Excerpts from point annotation data
-=-=-

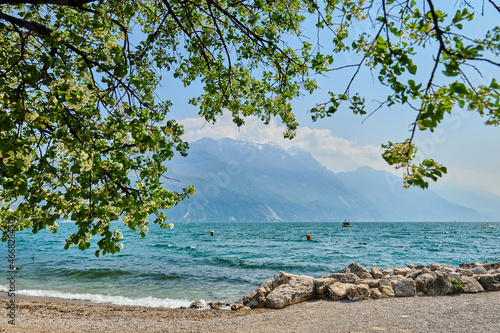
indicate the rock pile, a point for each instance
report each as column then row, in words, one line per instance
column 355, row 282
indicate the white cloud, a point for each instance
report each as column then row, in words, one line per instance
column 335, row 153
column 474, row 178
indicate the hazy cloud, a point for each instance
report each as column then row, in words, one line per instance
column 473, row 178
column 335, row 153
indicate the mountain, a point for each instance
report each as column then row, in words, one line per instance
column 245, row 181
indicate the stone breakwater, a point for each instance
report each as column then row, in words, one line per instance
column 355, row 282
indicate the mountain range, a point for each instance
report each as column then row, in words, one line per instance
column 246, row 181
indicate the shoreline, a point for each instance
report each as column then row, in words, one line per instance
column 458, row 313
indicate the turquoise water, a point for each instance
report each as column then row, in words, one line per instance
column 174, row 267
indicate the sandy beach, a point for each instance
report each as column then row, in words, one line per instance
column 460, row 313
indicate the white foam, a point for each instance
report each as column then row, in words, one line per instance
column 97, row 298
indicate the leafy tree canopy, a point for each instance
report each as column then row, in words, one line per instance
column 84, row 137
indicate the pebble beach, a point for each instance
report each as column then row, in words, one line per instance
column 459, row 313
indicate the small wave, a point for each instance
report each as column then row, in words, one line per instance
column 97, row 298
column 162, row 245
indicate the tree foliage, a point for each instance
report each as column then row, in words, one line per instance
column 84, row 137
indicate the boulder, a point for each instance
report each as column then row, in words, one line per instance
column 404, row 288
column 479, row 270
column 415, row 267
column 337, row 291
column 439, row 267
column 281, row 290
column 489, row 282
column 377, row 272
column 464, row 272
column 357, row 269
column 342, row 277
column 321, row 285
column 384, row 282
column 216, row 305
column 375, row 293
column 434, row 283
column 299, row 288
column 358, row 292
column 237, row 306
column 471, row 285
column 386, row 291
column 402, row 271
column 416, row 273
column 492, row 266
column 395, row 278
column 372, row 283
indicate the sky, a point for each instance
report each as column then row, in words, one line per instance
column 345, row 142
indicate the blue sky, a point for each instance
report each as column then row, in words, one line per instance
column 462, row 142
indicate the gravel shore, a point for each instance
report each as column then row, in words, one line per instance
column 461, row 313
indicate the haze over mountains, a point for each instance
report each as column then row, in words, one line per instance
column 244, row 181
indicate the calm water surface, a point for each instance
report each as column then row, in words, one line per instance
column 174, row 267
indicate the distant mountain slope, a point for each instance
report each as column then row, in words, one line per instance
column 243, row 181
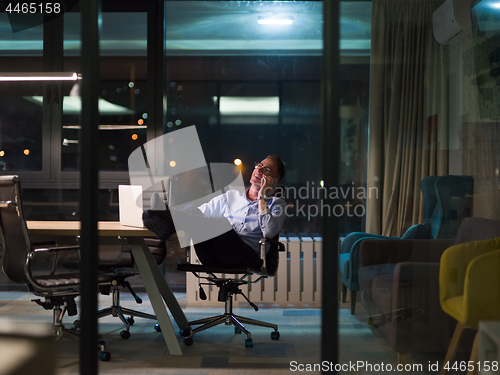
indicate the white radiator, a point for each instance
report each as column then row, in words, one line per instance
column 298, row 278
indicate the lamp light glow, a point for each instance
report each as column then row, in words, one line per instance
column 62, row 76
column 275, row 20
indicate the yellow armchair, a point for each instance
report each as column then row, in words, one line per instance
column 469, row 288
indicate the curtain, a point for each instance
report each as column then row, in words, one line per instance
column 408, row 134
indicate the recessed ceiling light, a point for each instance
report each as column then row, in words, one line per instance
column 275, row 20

-=-=-

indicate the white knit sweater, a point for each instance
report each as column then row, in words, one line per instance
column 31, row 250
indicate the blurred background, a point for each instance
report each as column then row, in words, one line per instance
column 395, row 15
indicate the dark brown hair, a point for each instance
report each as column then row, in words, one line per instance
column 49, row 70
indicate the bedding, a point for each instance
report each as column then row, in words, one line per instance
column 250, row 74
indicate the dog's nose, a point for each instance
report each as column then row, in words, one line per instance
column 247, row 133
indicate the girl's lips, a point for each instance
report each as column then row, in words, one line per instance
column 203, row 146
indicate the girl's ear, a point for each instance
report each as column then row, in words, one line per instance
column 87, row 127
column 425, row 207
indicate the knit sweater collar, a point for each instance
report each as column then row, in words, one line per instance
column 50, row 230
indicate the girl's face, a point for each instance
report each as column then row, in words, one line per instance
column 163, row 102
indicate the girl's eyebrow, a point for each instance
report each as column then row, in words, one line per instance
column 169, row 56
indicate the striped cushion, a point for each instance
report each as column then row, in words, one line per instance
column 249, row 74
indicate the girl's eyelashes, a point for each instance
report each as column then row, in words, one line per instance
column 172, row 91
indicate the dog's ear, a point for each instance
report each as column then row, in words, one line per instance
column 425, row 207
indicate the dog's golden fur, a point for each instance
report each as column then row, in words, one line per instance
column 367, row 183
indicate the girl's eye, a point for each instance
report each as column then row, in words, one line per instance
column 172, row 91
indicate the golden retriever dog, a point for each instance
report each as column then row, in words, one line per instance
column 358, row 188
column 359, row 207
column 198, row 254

-=-=-

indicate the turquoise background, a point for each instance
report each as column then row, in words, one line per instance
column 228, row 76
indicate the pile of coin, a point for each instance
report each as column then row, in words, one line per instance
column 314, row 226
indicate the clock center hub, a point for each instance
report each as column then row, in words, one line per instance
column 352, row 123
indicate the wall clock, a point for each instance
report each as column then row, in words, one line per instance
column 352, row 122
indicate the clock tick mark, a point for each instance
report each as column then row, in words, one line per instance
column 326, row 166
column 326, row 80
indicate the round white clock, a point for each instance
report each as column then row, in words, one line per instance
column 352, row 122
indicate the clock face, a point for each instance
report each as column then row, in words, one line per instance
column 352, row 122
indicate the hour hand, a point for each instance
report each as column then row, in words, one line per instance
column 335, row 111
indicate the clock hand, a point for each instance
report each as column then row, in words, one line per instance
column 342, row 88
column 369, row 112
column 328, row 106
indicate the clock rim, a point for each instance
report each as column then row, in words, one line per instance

-=-=-

[WORK TO BE COMPLETED]:
Identify every line of the listing above that contains the word "pile", and copy each of those lines in full.

[COMPLETE ANSWER]:
indicate the rock pile, a point for each instance
indicate the pile of coin, a point for each instance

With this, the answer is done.